_What is expected_
Reproduce the text on product placement from "Product placement should not" to "placement or sponsorship.", switching "VOD" to "on-demand".

_Given text_
Q24. Should product placement in video-on-demand services, if allowed, be regulated by
 
·      the body or bodies that regulate advertising on these services? or
 
·      the body or bodies that regulate programme content on these services?
 
The Directive establishes different sets of rules for product placement in each main type of service. In the absence of consistent prohibition across all services under UK jurisdiction, there is likelihood that product placement and surreptitious audiovisual communication would be more prevalent in on-demand services. The rules on exceptions to the prohibition on product placement mostly refer to programmes but not to services.
 
Product placement should not be permitted in any VOD service. For acquired programmes that contain product placement there should be a mandatory notification given to viewers. In addition, there should be a prohibition on any product placement being added to acquired VOD.
 
All VOD material, including acquired material should be subject to undue prominence rules. The regulator should be Ofcom. As stated, it would be entirely inappropriate for a new, untested industry established body to be responsible for regulating product placement or sponsorship.
 
 
Q 25 Should sponsorship of video-on-demand programmes and services be regulated by
 
·      the body or bodies that regulate advertising on these services? or
 
·      the body or bodies that regulate programme content on these services?
 
See above.
 
PRODUCT PLACEMENT
 
Q 26. Should product placement be prohibited by law? Please explain the reasoning behind your preference.
 
Yes, product placement should be prohibited by law. We applaud the stated preference of the government to maintain the prohibition of product placement and we concur with the reasons put forward in the consultation paper. The principal reason for prohibition is that product placement would allow programme agendas being distorted for commercial purposes.
 
We have given our views at greater length elsewhere in our response to Ofcom’s consultation in 2006 on product placement available at http://www.ofcom.org.uk/consult/condocs/product_placement/responses/.
 
We believe that product placement would represent a serious erosion of the separation of content and advertising and would lead to a deepening commercialisation of broadcasting. Permitting product placement would also undermine the existing capacity for effective regulation of programme content, advertising content, and rules governing marketing communications.
 
In the United States product placement has become more intensive and more intrusive – driven by powerful commercial dynamics and weak or non-existent regulation. This has been accompanied by growing levels of public discontent and pressure on the regulators to take action. According to Nielsen Media Research, product placement occurrences on network TV prime time rose to 22,046 in the first three quarters of 2007. On cable TV, for the same period Nielson found 136,078 occurrences. Product placements with a combined visual and audio reference on US network television went up by 17% in 2006 to 4,608, and by 13% to 5,190 in 2007. There were 118,000 individual product placements across 11 top US channels in first three months of 2008 alone.

(Dataset items)
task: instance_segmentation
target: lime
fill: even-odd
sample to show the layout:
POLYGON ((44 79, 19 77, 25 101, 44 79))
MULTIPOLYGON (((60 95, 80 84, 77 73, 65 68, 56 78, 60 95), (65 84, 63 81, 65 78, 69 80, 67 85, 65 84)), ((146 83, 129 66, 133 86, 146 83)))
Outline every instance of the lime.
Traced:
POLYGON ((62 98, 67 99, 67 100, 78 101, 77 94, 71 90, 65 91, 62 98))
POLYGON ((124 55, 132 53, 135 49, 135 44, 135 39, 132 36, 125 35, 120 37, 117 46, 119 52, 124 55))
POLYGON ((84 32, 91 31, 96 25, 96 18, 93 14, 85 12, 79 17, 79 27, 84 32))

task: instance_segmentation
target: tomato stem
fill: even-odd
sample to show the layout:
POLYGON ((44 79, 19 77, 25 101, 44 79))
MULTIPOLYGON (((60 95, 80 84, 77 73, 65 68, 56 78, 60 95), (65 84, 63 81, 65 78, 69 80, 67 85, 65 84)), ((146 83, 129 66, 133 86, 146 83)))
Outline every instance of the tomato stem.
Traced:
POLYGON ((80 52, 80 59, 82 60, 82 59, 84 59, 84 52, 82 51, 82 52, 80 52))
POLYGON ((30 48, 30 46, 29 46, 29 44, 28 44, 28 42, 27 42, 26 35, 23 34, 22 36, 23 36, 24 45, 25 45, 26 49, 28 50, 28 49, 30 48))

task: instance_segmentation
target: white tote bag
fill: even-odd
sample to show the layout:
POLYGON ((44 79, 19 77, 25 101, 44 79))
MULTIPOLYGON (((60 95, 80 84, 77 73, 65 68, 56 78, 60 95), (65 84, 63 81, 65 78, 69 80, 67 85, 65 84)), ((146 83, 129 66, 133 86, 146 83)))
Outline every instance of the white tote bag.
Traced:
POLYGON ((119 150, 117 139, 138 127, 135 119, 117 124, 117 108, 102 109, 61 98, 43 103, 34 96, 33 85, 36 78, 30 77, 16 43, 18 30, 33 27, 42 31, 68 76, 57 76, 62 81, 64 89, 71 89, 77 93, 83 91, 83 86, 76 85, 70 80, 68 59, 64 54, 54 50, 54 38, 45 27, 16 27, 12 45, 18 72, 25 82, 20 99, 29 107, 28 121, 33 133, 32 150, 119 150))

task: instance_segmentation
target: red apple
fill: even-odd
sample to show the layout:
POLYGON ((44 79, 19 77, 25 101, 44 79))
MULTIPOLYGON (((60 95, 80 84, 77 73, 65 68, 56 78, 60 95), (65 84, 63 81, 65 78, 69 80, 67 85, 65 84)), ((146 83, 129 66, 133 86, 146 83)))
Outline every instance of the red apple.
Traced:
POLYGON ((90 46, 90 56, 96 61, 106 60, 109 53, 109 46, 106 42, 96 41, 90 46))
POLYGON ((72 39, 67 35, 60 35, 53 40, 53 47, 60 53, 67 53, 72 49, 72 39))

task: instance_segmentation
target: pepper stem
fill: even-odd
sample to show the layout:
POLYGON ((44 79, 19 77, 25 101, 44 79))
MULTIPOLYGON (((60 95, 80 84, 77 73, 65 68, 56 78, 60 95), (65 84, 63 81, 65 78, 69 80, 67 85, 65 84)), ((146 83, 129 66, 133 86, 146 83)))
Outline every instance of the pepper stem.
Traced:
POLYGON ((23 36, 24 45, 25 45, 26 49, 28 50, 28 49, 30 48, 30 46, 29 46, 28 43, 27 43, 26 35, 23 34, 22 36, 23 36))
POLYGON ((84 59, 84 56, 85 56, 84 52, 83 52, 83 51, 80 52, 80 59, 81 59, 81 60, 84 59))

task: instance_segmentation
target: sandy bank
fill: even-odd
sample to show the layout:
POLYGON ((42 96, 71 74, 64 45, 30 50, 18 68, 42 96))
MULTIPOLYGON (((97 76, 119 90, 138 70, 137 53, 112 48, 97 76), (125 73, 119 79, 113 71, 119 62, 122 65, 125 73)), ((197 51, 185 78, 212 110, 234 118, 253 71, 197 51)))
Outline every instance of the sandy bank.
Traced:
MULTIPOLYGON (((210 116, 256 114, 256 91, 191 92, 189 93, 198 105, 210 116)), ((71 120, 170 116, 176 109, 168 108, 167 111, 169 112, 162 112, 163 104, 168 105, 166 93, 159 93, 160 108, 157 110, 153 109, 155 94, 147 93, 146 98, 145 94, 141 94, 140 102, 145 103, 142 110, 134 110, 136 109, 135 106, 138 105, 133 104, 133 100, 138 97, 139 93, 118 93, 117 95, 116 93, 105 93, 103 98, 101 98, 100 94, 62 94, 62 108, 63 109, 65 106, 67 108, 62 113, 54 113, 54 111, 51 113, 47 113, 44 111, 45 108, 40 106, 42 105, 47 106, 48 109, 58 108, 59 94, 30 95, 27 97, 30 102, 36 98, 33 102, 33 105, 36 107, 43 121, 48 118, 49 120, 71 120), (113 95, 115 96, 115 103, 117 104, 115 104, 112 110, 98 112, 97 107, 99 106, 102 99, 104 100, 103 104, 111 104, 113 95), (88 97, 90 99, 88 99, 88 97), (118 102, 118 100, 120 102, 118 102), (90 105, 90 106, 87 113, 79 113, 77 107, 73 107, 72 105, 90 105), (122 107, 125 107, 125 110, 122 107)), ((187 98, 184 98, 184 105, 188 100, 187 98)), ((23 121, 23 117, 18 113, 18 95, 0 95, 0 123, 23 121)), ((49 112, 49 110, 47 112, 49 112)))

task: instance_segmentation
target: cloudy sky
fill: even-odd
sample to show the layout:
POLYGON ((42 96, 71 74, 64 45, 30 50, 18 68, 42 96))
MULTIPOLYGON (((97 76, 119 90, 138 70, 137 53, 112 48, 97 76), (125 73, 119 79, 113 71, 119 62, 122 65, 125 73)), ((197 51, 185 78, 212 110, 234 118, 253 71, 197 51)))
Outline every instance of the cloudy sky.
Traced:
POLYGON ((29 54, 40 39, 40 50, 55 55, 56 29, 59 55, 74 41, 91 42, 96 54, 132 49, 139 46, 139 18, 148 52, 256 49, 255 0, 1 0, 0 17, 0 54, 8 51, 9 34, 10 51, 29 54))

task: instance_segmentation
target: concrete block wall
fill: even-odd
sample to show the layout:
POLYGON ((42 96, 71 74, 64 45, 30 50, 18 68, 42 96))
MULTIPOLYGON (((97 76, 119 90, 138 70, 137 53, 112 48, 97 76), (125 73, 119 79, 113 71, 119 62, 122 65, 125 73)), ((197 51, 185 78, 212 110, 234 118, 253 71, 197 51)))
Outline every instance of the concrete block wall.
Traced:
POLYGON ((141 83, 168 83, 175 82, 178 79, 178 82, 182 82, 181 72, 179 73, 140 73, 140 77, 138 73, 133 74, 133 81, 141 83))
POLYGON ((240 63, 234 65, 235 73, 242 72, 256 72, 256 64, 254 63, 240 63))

_Response to this task_
Product placement should not be permitted in any on-demand service. For acquired programmes that contain product placement there should be a mandatory notification given to viewers. In addition, there should be a prohibition on any product placement being added to acquired on-demand.
 
All on-demand material, including acquired material should be subject to undue prominence rules. The regulator should be Ofcom. As stated, it would be entirely inappropriate for a new, untested industry established body to be responsible for regulating product placement or sponsorship.